Selected extract below:

Under French law, the next-of-kin have the authority to control decisions about a medical patient's medical care and disclosure of related information. Mrs Arafat's decision to forbid a post-mortem only fuelled rumours that Arafat had died of causes ranging from food poisoning to Aids.
Several Palestinian officials interviewed for this story believed Mrs Arafat's renewed interest in her husband's demise may be a ploy to squeeze more cash from the PA, which already pays her an undisclosed monthly stipend. She knows potentially damaging details about the inner workings of the Palestinian leadership, one official said.
For their part, long-time colleagues of the late president resent Mrs Arafat because, they said, she was a main beneficiary of the large trove of funds over which her husband had uncontested control and distributed to a vast patronage network.
Allegations of corruption have long dogged Suha Arafat. French officials opened a money-laundering inquiry against her in 2004, and last year Tunisian authorities issued an arrest warrant for her in relation to a corruption probe involving Leila Ben Ali, wife of the ousted Tunisian president, Zine El Abidine Ben Ali.
Mrs Arafat's Tunisian citizenship was revoked in 2007 following a rumoured falling-out between the two former first ladies. Her lawyers at the Paris-based firm Fischer, Tandeau De Marsac and Partners, insist, however, her renewed interest in Arafat's death is motivated by suspicions he had been poisoned.

End of Selected extract.
Entries provided below:

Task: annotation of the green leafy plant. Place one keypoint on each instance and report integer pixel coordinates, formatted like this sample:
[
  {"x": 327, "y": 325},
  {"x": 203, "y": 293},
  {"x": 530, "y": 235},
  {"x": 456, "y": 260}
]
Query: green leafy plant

End of Entries provided.
Entries provided below:

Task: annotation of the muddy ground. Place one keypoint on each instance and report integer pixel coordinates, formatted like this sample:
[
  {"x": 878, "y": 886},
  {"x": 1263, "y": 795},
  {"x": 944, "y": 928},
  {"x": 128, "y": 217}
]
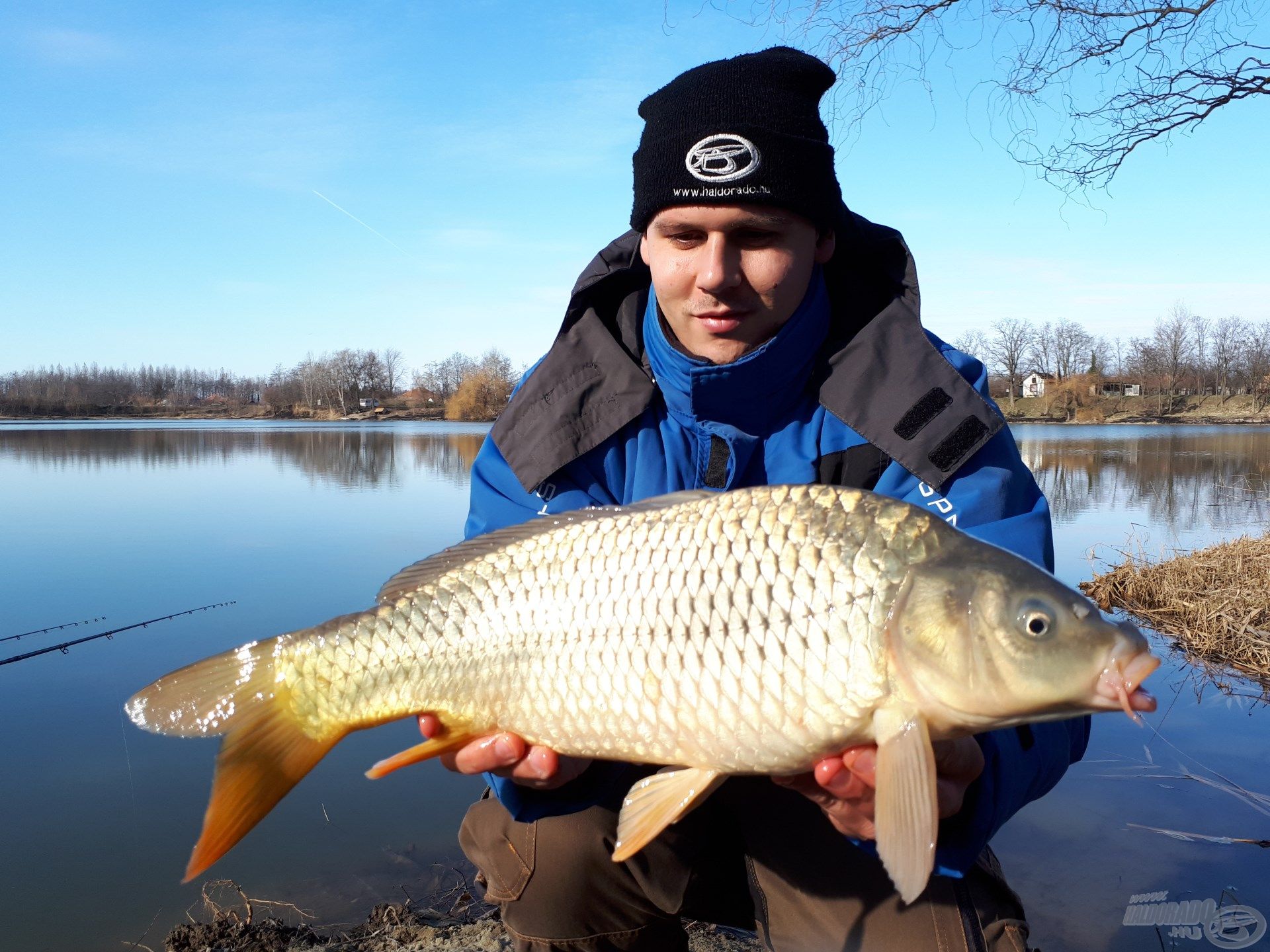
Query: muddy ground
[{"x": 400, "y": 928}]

End of Entries provided.

## Complete the following
**1)** Using the news excerpt on Suha Arafat, decide whether each statement agrees with it. Answer yes or no and quote the words of the text that settle it.
(a) Tunisian authorities issued an arrest warrant for her in 2004.
(b) Her Tunisian citizenship was taken away in 2007.
(c) Her lawyers say her new interest in her husband's death comes from suspicions that he was poisoned.
**2)** Copy the part of the news excerpt on Suha Arafat that runs between "Under French law, the" and "vast patronage network.", inclusive.

## Answers given
**1)**
(a) No: "French officials opened a money-laundering inquiry against her in 2004, and last year Tunisian authorities issued an arrest warrant for her"
(b) Yes: "Mrs Arafat's Tunisian citizenship was revoked in 2007"
(c) Yes: "her renewed interest in Arafat's death is motivated by suspicions he had been poisoned"

**2)**
Under French law, the next-of-kin have the authority to control decisions about a medical patient's medical care and disclosure of related information. Mrs Arafat's decision to forbid a post-mortem only fuelled rumours that Arafat had died of causes ranging from food poisoning to Aids.
Several Palestinian officials interviewed for this story believed Mrs Arafat's renewed interest in her husband's demise may be a ploy to squeeze more cash from the PA, which already pays her an undisclosed monthly stipend. She knows potentially damaging details about the inner workings of the Palestinian leadership, one official said.
For their part, long-time colleagues of the late president resent Mrs Arafat because, they said, she was a main beneficiary of the large trove of funds over which her husband had uncontested control and distributed to a vast patronage network.